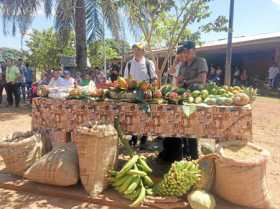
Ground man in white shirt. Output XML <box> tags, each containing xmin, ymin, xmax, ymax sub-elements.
<box><xmin>168</xmin><ymin>47</ymin><xmax>184</xmax><ymax>86</ymax></box>
<box><xmin>124</xmin><ymin>43</ymin><xmax>157</xmax><ymax>149</ymax></box>
<box><xmin>63</xmin><ymin>70</ymin><xmax>75</xmax><ymax>89</ymax></box>
<box><xmin>48</xmin><ymin>69</ymin><xmax>64</xmax><ymax>89</ymax></box>
<box><xmin>268</xmin><ymin>62</ymin><xmax>280</xmax><ymax>87</ymax></box>
<box><xmin>124</xmin><ymin>43</ymin><xmax>157</xmax><ymax>83</ymax></box>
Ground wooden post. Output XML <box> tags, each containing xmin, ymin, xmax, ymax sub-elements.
<box><xmin>225</xmin><ymin>0</ymin><xmax>234</xmax><ymax>85</ymax></box>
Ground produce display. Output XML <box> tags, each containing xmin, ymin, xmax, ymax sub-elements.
<box><xmin>154</xmin><ymin>161</ymin><xmax>201</xmax><ymax>197</ymax></box>
<box><xmin>36</xmin><ymin>77</ymin><xmax>257</xmax><ymax>106</ymax></box>
<box><xmin>111</xmin><ymin>155</ymin><xmax>154</xmax><ymax>207</ymax></box>
<box><xmin>188</xmin><ymin>190</ymin><xmax>216</xmax><ymax>209</ymax></box>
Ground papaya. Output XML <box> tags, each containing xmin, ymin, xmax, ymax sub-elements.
<box><xmin>194</xmin><ymin>97</ymin><xmax>203</xmax><ymax>104</ymax></box>
<box><xmin>175</xmin><ymin>88</ymin><xmax>186</xmax><ymax>95</ymax></box>
<box><xmin>161</xmin><ymin>85</ymin><xmax>173</xmax><ymax>96</ymax></box>
<box><xmin>139</xmin><ymin>81</ymin><xmax>151</xmax><ymax>91</ymax></box>
<box><xmin>154</xmin><ymin>90</ymin><xmax>162</xmax><ymax>99</ymax></box>
<box><xmin>192</xmin><ymin>90</ymin><xmax>200</xmax><ymax>97</ymax></box>
<box><xmin>127</xmin><ymin>79</ymin><xmax>137</xmax><ymax>90</ymax></box>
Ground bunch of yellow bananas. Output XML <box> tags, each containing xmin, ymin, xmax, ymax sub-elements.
<box><xmin>111</xmin><ymin>155</ymin><xmax>154</xmax><ymax>207</ymax></box>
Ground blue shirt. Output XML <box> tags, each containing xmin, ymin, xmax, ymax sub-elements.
<box><xmin>23</xmin><ymin>68</ymin><xmax>33</xmax><ymax>82</ymax></box>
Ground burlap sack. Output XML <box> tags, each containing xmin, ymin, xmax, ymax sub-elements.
<box><xmin>214</xmin><ymin>142</ymin><xmax>274</xmax><ymax>209</ymax></box>
<box><xmin>75</xmin><ymin>121</ymin><xmax>118</xmax><ymax>196</ymax></box>
<box><xmin>195</xmin><ymin>154</ymin><xmax>217</xmax><ymax>192</ymax></box>
<box><xmin>24</xmin><ymin>143</ymin><xmax>79</xmax><ymax>186</ymax></box>
<box><xmin>0</xmin><ymin>132</ymin><xmax>45</xmax><ymax>176</ymax></box>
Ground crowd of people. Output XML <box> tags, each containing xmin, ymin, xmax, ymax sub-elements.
<box><xmin>268</xmin><ymin>62</ymin><xmax>280</xmax><ymax>89</ymax></box>
<box><xmin>0</xmin><ymin>58</ymin><xmax>33</xmax><ymax>107</ymax></box>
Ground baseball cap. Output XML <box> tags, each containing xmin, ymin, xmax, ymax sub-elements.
<box><xmin>132</xmin><ymin>43</ymin><xmax>145</xmax><ymax>50</ymax></box>
<box><xmin>63</xmin><ymin>70</ymin><xmax>71</xmax><ymax>75</ymax></box>
<box><xmin>182</xmin><ymin>41</ymin><xmax>195</xmax><ymax>49</ymax></box>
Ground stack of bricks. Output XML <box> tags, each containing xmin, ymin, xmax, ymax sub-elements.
<box><xmin>32</xmin><ymin>98</ymin><xmax>252</xmax><ymax>142</ymax></box>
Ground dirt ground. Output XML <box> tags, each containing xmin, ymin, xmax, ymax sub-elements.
<box><xmin>0</xmin><ymin>97</ymin><xmax>280</xmax><ymax>209</ymax></box>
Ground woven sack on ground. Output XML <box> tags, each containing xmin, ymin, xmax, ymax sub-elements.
<box><xmin>0</xmin><ymin>132</ymin><xmax>45</xmax><ymax>176</ymax></box>
<box><xmin>214</xmin><ymin>142</ymin><xmax>274</xmax><ymax>209</ymax></box>
<box><xmin>75</xmin><ymin>122</ymin><xmax>118</xmax><ymax>196</ymax></box>
<box><xmin>24</xmin><ymin>143</ymin><xmax>79</xmax><ymax>186</ymax></box>
<box><xmin>195</xmin><ymin>154</ymin><xmax>217</xmax><ymax>192</ymax></box>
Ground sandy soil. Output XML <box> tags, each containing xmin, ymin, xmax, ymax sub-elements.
<box><xmin>0</xmin><ymin>97</ymin><xmax>280</xmax><ymax>209</ymax></box>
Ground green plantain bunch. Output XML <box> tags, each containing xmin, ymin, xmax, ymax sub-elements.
<box><xmin>154</xmin><ymin>161</ymin><xmax>201</xmax><ymax>197</ymax></box>
<box><xmin>111</xmin><ymin>155</ymin><xmax>154</xmax><ymax>207</ymax></box>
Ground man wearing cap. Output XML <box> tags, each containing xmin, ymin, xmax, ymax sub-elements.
<box><xmin>63</xmin><ymin>70</ymin><xmax>75</xmax><ymax>89</ymax></box>
<box><xmin>177</xmin><ymin>41</ymin><xmax>208</xmax><ymax>159</ymax></box>
<box><xmin>177</xmin><ymin>41</ymin><xmax>208</xmax><ymax>88</ymax></box>
<box><xmin>169</xmin><ymin>47</ymin><xmax>184</xmax><ymax>86</ymax></box>
<box><xmin>6</xmin><ymin>58</ymin><xmax>21</xmax><ymax>107</ymax></box>
<box><xmin>48</xmin><ymin>69</ymin><xmax>64</xmax><ymax>89</ymax></box>
<box><xmin>124</xmin><ymin>43</ymin><xmax>157</xmax><ymax>149</ymax></box>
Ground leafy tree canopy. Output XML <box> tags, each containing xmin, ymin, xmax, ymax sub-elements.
<box><xmin>88</xmin><ymin>39</ymin><xmax>130</xmax><ymax>67</ymax></box>
<box><xmin>26</xmin><ymin>28</ymin><xmax>75</xmax><ymax>70</ymax></box>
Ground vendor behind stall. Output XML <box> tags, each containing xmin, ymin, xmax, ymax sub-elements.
<box><xmin>124</xmin><ymin>43</ymin><xmax>157</xmax><ymax>149</ymax></box>
<box><xmin>63</xmin><ymin>70</ymin><xmax>75</xmax><ymax>89</ymax></box>
<box><xmin>48</xmin><ymin>69</ymin><xmax>64</xmax><ymax>89</ymax></box>
<box><xmin>177</xmin><ymin>41</ymin><xmax>208</xmax><ymax>159</ymax></box>
<box><xmin>159</xmin><ymin>41</ymin><xmax>208</xmax><ymax>162</ymax></box>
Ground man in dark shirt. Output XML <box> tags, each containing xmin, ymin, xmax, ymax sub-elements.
<box><xmin>177</xmin><ymin>41</ymin><xmax>208</xmax><ymax>88</ymax></box>
<box><xmin>0</xmin><ymin>62</ymin><xmax>6</xmax><ymax>104</ymax></box>
<box><xmin>177</xmin><ymin>41</ymin><xmax>208</xmax><ymax>159</ymax></box>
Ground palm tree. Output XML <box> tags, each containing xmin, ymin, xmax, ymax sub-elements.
<box><xmin>0</xmin><ymin>0</ymin><xmax>120</xmax><ymax>70</ymax></box>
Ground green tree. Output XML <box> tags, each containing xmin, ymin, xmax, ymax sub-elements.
<box><xmin>0</xmin><ymin>0</ymin><xmax>120</xmax><ymax>70</ymax></box>
<box><xmin>88</xmin><ymin>39</ymin><xmax>130</xmax><ymax>67</ymax></box>
<box><xmin>27</xmin><ymin>28</ymin><xmax>75</xmax><ymax>70</ymax></box>
<box><xmin>121</xmin><ymin>0</ymin><xmax>227</xmax><ymax>80</ymax></box>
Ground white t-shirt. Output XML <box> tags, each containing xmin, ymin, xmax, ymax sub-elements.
<box><xmin>48</xmin><ymin>77</ymin><xmax>64</xmax><ymax>88</ymax></box>
<box><xmin>268</xmin><ymin>66</ymin><xmax>280</xmax><ymax>79</ymax></box>
<box><xmin>63</xmin><ymin>78</ymin><xmax>75</xmax><ymax>89</ymax></box>
<box><xmin>124</xmin><ymin>57</ymin><xmax>157</xmax><ymax>82</ymax></box>
<box><xmin>172</xmin><ymin>62</ymin><xmax>182</xmax><ymax>86</ymax></box>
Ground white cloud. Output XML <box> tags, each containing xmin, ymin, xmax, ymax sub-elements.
<box><xmin>272</xmin><ymin>0</ymin><xmax>280</xmax><ymax>6</ymax></box>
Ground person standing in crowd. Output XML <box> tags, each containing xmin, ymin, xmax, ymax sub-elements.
<box><xmin>124</xmin><ymin>43</ymin><xmax>157</xmax><ymax>149</ymax></box>
<box><xmin>177</xmin><ymin>41</ymin><xmax>208</xmax><ymax>160</ymax></box>
<box><xmin>48</xmin><ymin>69</ymin><xmax>64</xmax><ymax>89</ymax></box>
<box><xmin>232</xmin><ymin>66</ymin><xmax>240</xmax><ymax>86</ymax></box>
<box><xmin>169</xmin><ymin>47</ymin><xmax>184</xmax><ymax>86</ymax></box>
<box><xmin>0</xmin><ymin>62</ymin><xmax>6</xmax><ymax>104</ymax></box>
<box><xmin>63</xmin><ymin>70</ymin><xmax>75</xmax><ymax>89</ymax></box>
<box><xmin>17</xmin><ymin>58</ymin><xmax>26</xmax><ymax>102</ymax></box>
<box><xmin>207</xmin><ymin>64</ymin><xmax>217</xmax><ymax>83</ymax></box>
<box><xmin>110</xmin><ymin>64</ymin><xmax>120</xmax><ymax>82</ymax></box>
<box><xmin>24</xmin><ymin>63</ymin><xmax>33</xmax><ymax>98</ymax></box>
<box><xmin>240</xmin><ymin>67</ymin><xmax>248</xmax><ymax>86</ymax></box>
<box><xmin>215</xmin><ymin>66</ymin><xmax>224</xmax><ymax>86</ymax></box>
<box><xmin>268</xmin><ymin>62</ymin><xmax>280</xmax><ymax>88</ymax></box>
<box><xmin>6</xmin><ymin>58</ymin><xmax>21</xmax><ymax>107</ymax></box>
<box><xmin>92</xmin><ymin>67</ymin><xmax>106</xmax><ymax>88</ymax></box>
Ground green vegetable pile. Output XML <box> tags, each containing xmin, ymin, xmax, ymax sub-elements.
<box><xmin>111</xmin><ymin>155</ymin><xmax>154</xmax><ymax>207</ymax></box>
<box><xmin>154</xmin><ymin>161</ymin><xmax>201</xmax><ymax>197</ymax></box>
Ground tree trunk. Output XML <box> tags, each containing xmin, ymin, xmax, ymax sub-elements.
<box><xmin>75</xmin><ymin>0</ymin><xmax>87</xmax><ymax>71</ymax></box>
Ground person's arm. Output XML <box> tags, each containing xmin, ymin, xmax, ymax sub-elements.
<box><xmin>150</xmin><ymin>61</ymin><xmax>157</xmax><ymax>80</ymax></box>
<box><xmin>184</xmin><ymin>58</ymin><xmax>208</xmax><ymax>85</ymax></box>
<box><xmin>184</xmin><ymin>72</ymin><xmax>207</xmax><ymax>85</ymax></box>
<box><xmin>123</xmin><ymin>62</ymin><xmax>128</xmax><ymax>78</ymax></box>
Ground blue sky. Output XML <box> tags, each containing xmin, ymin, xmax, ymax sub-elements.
<box><xmin>0</xmin><ymin>0</ymin><xmax>280</xmax><ymax>49</ymax></box>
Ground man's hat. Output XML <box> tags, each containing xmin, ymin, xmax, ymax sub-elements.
<box><xmin>132</xmin><ymin>43</ymin><xmax>145</xmax><ymax>50</ymax></box>
<box><xmin>182</xmin><ymin>41</ymin><xmax>195</xmax><ymax>49</ymax></box>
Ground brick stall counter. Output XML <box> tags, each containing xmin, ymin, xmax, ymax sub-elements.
<box><xmin>32</xmin><ymin>98</ymin><xmax>252</xmax><ymax>142</ymax></box>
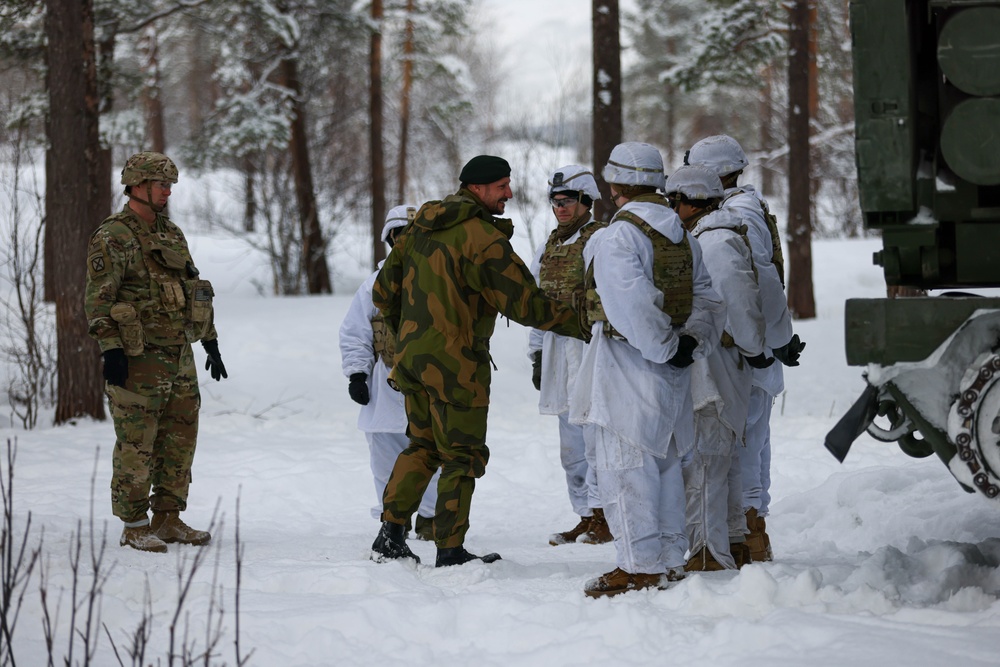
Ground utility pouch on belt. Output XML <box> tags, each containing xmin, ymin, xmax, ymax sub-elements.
<box><xmin>111</xmin><ymin>302</ymin><xmax>146</xmax><ymax>357</ymax></box>
<box><xmin>184</xmin><ymin>280</ymin><xmax>215</xmax><ymax>340</ymax></box>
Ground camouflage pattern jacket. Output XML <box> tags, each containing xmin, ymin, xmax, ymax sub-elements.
<box><xmin>84</xmin><ymin>205</ymin><xmax>218</xmax><ymax>352</ymax></box>
<box><xmin>372</xmin><ymin>189</ymin><xmax>585</xmax><ymax>407</ymax></box>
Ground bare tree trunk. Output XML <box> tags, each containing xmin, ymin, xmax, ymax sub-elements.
<box><xmin>139</xmin><ymin>26</ymin><xmax>167</xmax><ymax>153</ymax></box>
<box><xmin>591</xmin><ymin>0</ymin><xmax>622</xmax><ymax>220</ymax></box>
<box><xmin>788</xmin><ymin>0</ymin><xmax>816</xmax><ymax>319</ymax></box>
<box><xmin>369</xmin><ymin>0</ymin><xmax>385</xmax><ymax>268</ymax></box>
<box><xmin>396</xmin><ymin>0</ymin><xmax>413</xmax><ymax>205</ymax></box>
<box><xmin>45</xmin><ymin>0</ymin><xmax>110</xmax><ymax>424</ymax></box>
<box><xmin>281</xmin><ymin>57</ymin><xmax>333</xmax><ymax>294</ymax></box>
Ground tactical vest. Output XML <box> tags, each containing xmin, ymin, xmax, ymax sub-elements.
<box><xmin>723</xmin><ymin>189</ymin><xmax>785</xmax><ymax>287</ymax></box>
<box><xmin>538</xmin><ymin>220</ymin><xmax>608</xmax><ymax>308</ymax></box>
<box><xmin>121</xmin><ymin>215</ymin><xmax>215</xmax><ymax>345</ymax></box>
<box><xmin>372</xmin><ymin>311</ymin><xmax>396</xmax><ymax>368</ymax></box>
<box><xmin>586</xmin><ymin>206</ymin><xmax>694</xmax><ymax>338</ymax></box>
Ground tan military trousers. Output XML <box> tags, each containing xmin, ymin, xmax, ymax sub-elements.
<box><xmin>106</xmin><ymin>344</ymin><xmax>201</xmax><ymax>523</ymax></box>
<box><xmin>382</xmin><ymin>392</ymin><xmax>490</xmax><ymax>549</ymax></box>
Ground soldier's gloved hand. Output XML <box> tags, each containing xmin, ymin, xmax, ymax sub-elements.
<box><xmin>347</xmin><ymin>373</ymin><xmax>371</xmax><ymax>405</ymax></box>
<box><xmin>743</xmin><ymin>352</ymin><xmax>774</xmax><ymax>368</ymax></box>
<box><xmin>531</xmin><ymin>350</ymin><xmax>542</xmax><ymax>391</ymax></box>
<box><xmin>772</xmin><ymin>334</ymin><xmax>806</xmax><ymax>366</ymax></box>
<box><xmin>201</xmin><ymin>338</ymin><xmax>229</xmax><ymax>382</ymax></box>
<box><xmin>667</xmin><ymin>334</ymin><xmax>698</xmax><ymax>368</ymax></box>
<box><xmin>103</xmin><ymin>347</ymin><xmax>128</xmax><ymax>387</ymax></box>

====

Work to do:
How many lines of the records above contain the word "white"? Reply with the number only.

Answer to this task:
3